» **Source document**
>>>>>

Anyone have positive stories?
 
didn't want to r and r I have mine tomorrow and will post how it goes x x x
 
Ah bless you. I am also petrified at the thought of having a c section but for different reasons to you. Mine are the not being in control of my body and get panicky at not being able to feel my toes!

I have spoken with my midwife who said thet there will come a point when you will just want the baby out and if its for the babies best interest it won't phase you.

I really hope you can have a natural delivery. I'm sure there will be a way that they can do the procedure without any problems. Try talking to your midwife.

Good luck hun xxxx
 
trust me, ive had a section, it will be fine! its a scary thought but its nowhere as bad as people make out xxx
 
as maman said they aren't half as bad as people think i had one with my son and will be having another in 6 weeks xx
 
I think if they say, you need a section ill be fine, but right now i have no idea if i can have natural or not and its worse. I know im def getting to the point of wanting them out lol by any means! lol!
 
The pulling and tugging is a bit odd and kind of knocks the wind out of you a bit, but its over pretty quickly. Its just the bit where they are moving the baby out of the uterus that feels strange, rest of it doesn't feel like anything.

If its planned C-Section and you are having a spinal the have the time to make sure its working properly.
 
C-sections are done so often, it's almost routine. I can't throw a ball without hitting someone who's had one. :haha:

Try to think about and embrace the beautiful moment of seeing those 2 wonderful babies for the first time and don't let your mind go anywhere else!
 
it is probably the not knowing that is making things worse? x
 
hun they will make sure you cant feel anything before they do anything. i would talk through it with your consultant about the section etc....
from what i understand though if the lower twin is in the right position then you should be go for natural as the other twin will be able to move and turn once the first is born
 
it is probably the not knowing that is making things worse? x

Yeah i think so, im scared of the thought of a section, but im sure if they said you need one and this is the date ill get my head around it ok, and if its am emergency section then i will just want babies out safe and wont have time to worry. :haha:
 
hun they will make sure you cant feel anything before they do anything. i would talk through it with your consultant about the section etc....

<<<<<

» **Data**
>>>>>

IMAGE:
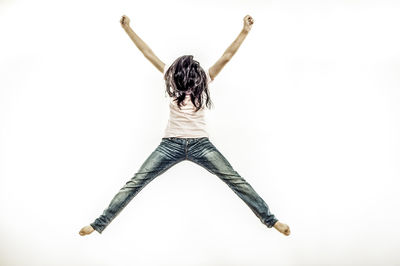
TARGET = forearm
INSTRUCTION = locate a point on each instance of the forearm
(231, 50)
(140, 44)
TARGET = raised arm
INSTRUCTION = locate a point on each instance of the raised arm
(216, 68)
(143, 47)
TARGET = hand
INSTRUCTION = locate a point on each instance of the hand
(124, 21)
(247, 22)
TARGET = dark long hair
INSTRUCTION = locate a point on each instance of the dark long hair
(186, 75)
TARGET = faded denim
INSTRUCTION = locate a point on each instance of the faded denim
(173, 150)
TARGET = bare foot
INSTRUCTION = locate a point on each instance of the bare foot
(283, 228)
(86, 230)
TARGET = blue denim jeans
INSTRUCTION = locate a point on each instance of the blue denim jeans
(171, 151)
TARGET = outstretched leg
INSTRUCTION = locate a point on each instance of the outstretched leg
(160, 160)
(207, 155)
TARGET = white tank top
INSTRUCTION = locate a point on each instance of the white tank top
(185, 122)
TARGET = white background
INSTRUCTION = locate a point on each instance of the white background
(307, 111)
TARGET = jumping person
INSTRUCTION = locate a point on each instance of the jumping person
(186, 137)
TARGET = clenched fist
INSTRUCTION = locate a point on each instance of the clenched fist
(247, 22)
(124, 21)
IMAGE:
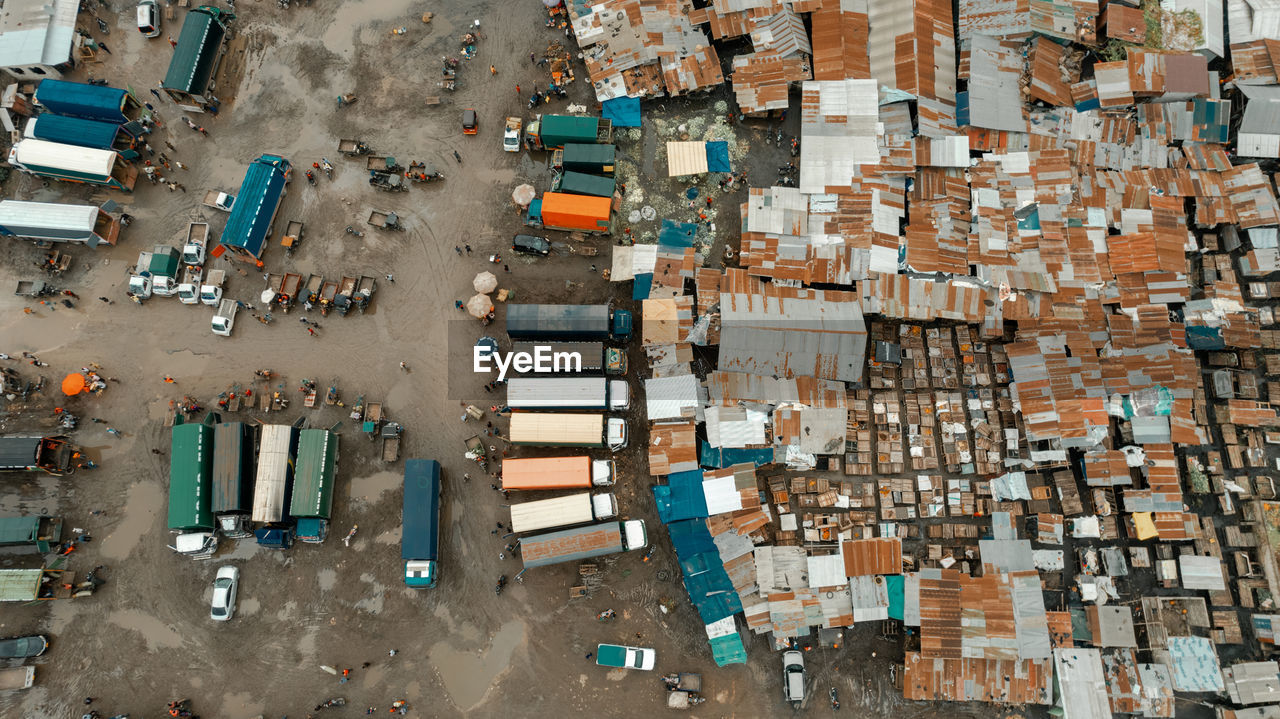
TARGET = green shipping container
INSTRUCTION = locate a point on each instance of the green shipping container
(191, 459)
(583, 183)
(314, 474)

<<<<<

» **Task to carry out**
List every type of birth or delivery named in the forum thread about C-sections.

» **Problem solution**
- C-section (also called a "section")
- Natural delivery
- Planned C-section
- Emergency section